> SHORT PROBLEM
Your task is to retype each line of the data below exactly.

Rows from a dataset
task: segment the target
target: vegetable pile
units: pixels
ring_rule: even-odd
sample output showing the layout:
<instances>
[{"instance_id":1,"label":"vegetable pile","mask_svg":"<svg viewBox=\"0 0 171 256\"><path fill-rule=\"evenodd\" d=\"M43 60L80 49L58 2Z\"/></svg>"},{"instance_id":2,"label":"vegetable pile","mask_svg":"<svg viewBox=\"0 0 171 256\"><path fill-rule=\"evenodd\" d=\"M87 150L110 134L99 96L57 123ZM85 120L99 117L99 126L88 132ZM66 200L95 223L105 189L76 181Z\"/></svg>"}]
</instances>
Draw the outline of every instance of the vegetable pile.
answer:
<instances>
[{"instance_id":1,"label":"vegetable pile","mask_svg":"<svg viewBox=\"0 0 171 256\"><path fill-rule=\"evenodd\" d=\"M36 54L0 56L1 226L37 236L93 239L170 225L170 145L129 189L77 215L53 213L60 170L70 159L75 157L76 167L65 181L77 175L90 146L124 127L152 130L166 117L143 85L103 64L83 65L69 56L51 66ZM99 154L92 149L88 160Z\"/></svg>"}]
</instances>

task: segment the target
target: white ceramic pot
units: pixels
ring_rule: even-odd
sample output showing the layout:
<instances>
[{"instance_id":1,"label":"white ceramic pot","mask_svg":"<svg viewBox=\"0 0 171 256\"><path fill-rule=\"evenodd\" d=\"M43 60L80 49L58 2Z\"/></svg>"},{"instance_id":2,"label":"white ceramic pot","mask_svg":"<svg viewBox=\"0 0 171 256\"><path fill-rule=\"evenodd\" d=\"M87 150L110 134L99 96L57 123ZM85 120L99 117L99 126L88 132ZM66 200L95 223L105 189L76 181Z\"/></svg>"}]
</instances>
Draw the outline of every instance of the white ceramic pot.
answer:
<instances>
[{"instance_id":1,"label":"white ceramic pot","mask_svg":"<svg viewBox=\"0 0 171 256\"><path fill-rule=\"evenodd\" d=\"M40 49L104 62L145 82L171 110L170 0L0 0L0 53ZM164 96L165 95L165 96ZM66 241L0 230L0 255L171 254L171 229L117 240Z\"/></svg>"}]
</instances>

> SOLVED EXERCISE
task: segment the target
target: vegetable pile
units: pixels
ring_rule: even-odd
sample output showing the layout:
<instances>
[{"instance_id":1,"label":"vegetable pile","mask_svg":"<svg viewBox=\"0 0 171 256\"><path fill-rule=\"evenodd\" d=\"M43 60L80 49L58 2Z\"/></svg>"},{"instance_id":2,"label":"vegetable pile","mask_svg":"<svg viewBox=\"0 0 171 256\"><path fill-rule=\"evenodd\" d=\"M87 150L110 134L99 96L57 123ZM85 120L99 117L99 126L88 132ZM66 200L95 223L105 189L76 181Z\"/></svg>"}]
</instances>
Draw the outline of every instance of the vegetable pile.
answer:
<instances>
[{"instance_id":1,"label":"vegetable pile","mask_svg":"<svg viewBox=\"0 0 171 256\"><path fill-rule=\"evenodd\" d=\"M36 54L0 56L1 226L37 236L93 239L170 225L170 145L129 189L77 215L53 213L60 170L70 159L75 157L76 167L65 181L77 175L90 146L124 127L152 130L166 117L143 85L103 64L83 65L69 56L51 66ZM99 154L92 149L88 160Z\"/></svg>"}]
</instances>

task: segment the target
target: white ceramic pot
units: pixels
ring_rule: even-odd
sample output showing the layout:
<instances>
[{"instance_id":1,"label":"white ceramic pot","mask_svg":"<svg viewBox=\"0 0 171 256\"><path fill-rule=\"evenodd\" d=\"M43 60L80 49L58 2Z\"/></svg>"},{"instance_id":2,"label":"white ceramic pot","mask_svg":"<svg viewBox=\"0 0 171 256\"><path fill-rule=\"evenodd\" d=\"M87 150L110 134L99 96L57 123ZM85 120L99 117L99 126L88 132ZM66 200L95 223L105 189L76 181Z\"/></svg>"}]
</instances>
Draw the outline of every instance of the white ceramic pot.
answer:
<instances>
[{"instance_id":1,"label":"white ceramic pot","mask_svg":"<svg viewBox=\"0 0 171 256\"><path fill-rule=\"evenodd\" d=\"M40 49L104 62L145 82L171 110L170 0L0 0L0 53ZM164 96L165 95L165 96ZM66 241L0 230L0 255L171 254L171 229L117 240Z\"/></svg>"}]
</instances>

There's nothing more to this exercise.